» **TEXT SHOWN**
————

Balancing Platforms And Participation In Sustainability Research
Published on 26 January 2010 in Sustainability and Communities
Introduction
For some questions the appropriate way to get the true answer is obvious, for others, not. Answering questions of the second type involves two tasks. We must first, work out how tackle the question, then set about getting the answer. The first task is one of developing a methodology, the second one of using it. Questions about the sustainability of farming systems fall into this two-task category of research questions.
Key Points
The shortest description of the guidelines for framing questions about sustainability involves a little bit of technical jargon, but it is easily understood. They can be captured in the mnemonic, IOUORMI (I owe you or me) . In brief, the approach is, first, to Identify the Object that needs to be sustained, and then to Use Occam’s Razor and the principle of Methodological Individualism to guide the inclusion of sufficient explanatory detail without losing general applicability. Occam’s razor is the well-known principle of parsimony in constructing explanations. It enshrines the principle that, all other things being equal, the simplest explanation should always be favoured.
Methodological individualism (MI), is a less widely known principle, but it gives us a way to direct Occam’s razor when studying things (such as farming systems) that have an obvious hierarchical structure. The principle of MI suggests that to understand a system, one should start with explanations that involve the major components of the system, before turning attention to things happening at the next scale down, and so on. In other words if your goal is to understand the sustainability of arable farming (nationally) start by studying processes at a farm scale and add more detailed, lower-scale processes only where explanations at the farm scale are not sufficient.

————

» **PROBLEMS TO WORK ON**
1. In the article on sustainability research, what mnemonic captures the guidelines for framing questions about sustainability?
2. Extract the passage of the article on sustainability research from "Balancing Platforms And" up to and including "of research questions.".
3. Continue the article on sustainability research from where it stops.

(Annotation dataset entries)
————

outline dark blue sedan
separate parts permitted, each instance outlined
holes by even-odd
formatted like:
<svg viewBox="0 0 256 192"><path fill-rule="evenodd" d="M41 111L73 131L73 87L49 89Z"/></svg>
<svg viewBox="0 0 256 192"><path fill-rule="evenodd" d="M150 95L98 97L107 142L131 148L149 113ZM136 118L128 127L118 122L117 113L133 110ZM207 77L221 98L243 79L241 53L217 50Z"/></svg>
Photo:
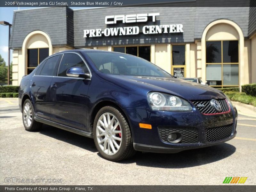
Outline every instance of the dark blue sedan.
<svg viewBox="0 0 256 192"><path fill-rule="evenodd" d="M237 112L210 87L173 77L134 56L92 49L60 52L22 79L25 129L45 124L93 138L111 161L136 151L177 153L226 141Z"/></svg>

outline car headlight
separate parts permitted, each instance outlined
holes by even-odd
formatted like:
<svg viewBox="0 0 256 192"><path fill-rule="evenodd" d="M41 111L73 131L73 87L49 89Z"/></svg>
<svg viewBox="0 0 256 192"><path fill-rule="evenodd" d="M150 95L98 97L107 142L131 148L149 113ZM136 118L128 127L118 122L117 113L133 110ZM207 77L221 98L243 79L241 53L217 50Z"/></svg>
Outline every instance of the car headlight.
<svg viewBox="0 0 256 192"><path fill-rule="evenodd" d="M231 100L229 99L229 98L228 97L228 95L226 95L225 93L224 93L224 94L225 95L225 96L226 96L226 99L227 99L227 100L228 100L228 103L229 104L229 105L230 105L230 106L232 106L232 107L233 107L233 104L232 104L232 101L231 101Z"/></svg>
<svg viewBox="0 0 256 192"><path fill-rule="evenodd" d="M192 110L188 102L172 95L150 92L148 94L148 100L153 110L188 111Z"/></svg>

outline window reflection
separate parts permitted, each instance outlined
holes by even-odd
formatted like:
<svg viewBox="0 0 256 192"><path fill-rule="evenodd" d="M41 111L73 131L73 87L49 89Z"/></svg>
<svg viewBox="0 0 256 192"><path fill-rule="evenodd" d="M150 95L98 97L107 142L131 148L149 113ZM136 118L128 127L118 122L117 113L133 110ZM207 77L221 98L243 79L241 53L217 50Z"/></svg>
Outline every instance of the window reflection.
<svg viewBox="0 0 256 192"><path fill-rule="evenodd" d="M207 63L221 62L221 42L207 41L206 42Z"/></svg>

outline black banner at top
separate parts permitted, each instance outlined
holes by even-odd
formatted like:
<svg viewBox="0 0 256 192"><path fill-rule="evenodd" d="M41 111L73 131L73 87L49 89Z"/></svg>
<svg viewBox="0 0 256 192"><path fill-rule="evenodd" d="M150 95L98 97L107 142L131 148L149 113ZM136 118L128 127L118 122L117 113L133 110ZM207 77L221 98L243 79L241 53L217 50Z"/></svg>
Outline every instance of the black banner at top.
<svg viewBox="0 0 256 192"><path fill-rule="evenodd" d="M253 7L256 0L1 0L0 7Z"/></svg>

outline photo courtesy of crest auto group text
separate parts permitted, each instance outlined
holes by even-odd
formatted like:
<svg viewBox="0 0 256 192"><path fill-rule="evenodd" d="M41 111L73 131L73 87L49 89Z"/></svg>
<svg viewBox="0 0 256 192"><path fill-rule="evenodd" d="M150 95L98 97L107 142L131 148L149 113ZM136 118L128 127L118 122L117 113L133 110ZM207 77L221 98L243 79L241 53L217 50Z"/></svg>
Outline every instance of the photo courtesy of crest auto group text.
<svg viewBox="0 0 256 192"><path fill-rule="evenodd" d="M256 189L256 0L140 0L0 2L0 191Z"/></svg>

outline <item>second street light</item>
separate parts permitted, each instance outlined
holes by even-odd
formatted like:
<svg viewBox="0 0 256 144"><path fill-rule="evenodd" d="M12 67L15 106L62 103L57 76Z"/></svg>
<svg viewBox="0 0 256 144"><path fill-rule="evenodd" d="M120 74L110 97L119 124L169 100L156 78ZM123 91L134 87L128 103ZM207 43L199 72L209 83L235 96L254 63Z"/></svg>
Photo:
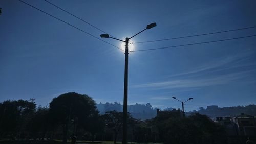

————

» **TASK-BY-TASK OUTPUTS**
1. IOUORMI, read as "I owe you or me."

2.
Balancing Platforms And Participation In Sustainability Research
Published on 26 January 2010 in Sustainability and Communities
Introduction
For some questions the appropriate way to get the true answer is obvious, for others, not. Answering questions of the second type involves two tasks. We must first, work out how tackle the question, then set about getting the answer. The first task is one of developing a methodology, the second one of using it. Questions about the sustainability of farming systems fall into this two-task category of research questions.

3.
Research Undertaken
The research summarised here is part of the cross-cutting work undertaken at SAC between the Scottish Government research programmes on Sustainable and Profitable Agriculture - Plants, and Environment - Land Use and Rural Stewardship. The main methodological issue to be addressed is one of finding the optimum balance between detailed understanding of processes and coverage of variability over large spatial scales, given a fixed total research effort on sustainability. As outlined above, the sustainability of any system depends on processes which occur within it, and differences in the way that the important processes vary between systems will determine their relative sustainabilities. The IOUORMI approach suggests that to understand, for example, the sustainability of arable farms at a national scale, we need to know about the processes within a farm (the detail), and also the variation in those processes among farms (the coverage).
Broadly, research on the detail of processes is better carried out at research farms (or field research platforms), while research to inform us of larger scale, real-world variation is better carried out by surveys or using participatory methods on real farms. The tricky issue to resolve, and the one that really matters in relation to policy, is how much of each of these types of research is needed. Given a limiting availability of research resources, there is a trade-off between how much of each type of research can be undertaken. In economic terms, if we have to forego on-farm, participatory, “coverage” research for platform, experimental, “detail”, research (and vice versa), then each type can be thought of as the opportunity cost of the other. A less formal way to capture the same idea is to do some thinking about counterfactual situations in which research effort is directed to different extents on detailed knowledge of processes, or wider scale understanding of system behaviour, and try to decide which would lead to better answers to our original questions about sustainability. The IOUORMI principles give a rationale for such an analysis. They suggest that the further the scale of interest of the research is from the scale at which the question matters, the less likely it is that the research will be useful to answering it. It is important to point out that this says nothing about the value of doing the research for the purpose of learning about the processes in and of themselves; that’s a different question altogether.
Policy Implications
A possible approach to rational discussion of research priorities for large and complex issues, such as sustainability, has emerged from using analytical techniques from inside the research programme, reflectively, on the programme itself. As a result we have derived a prototype meta-decision support framework which can be used to help in the formulation of evidence-based policy for sustainability, and similar topics, in a transparent and objective way.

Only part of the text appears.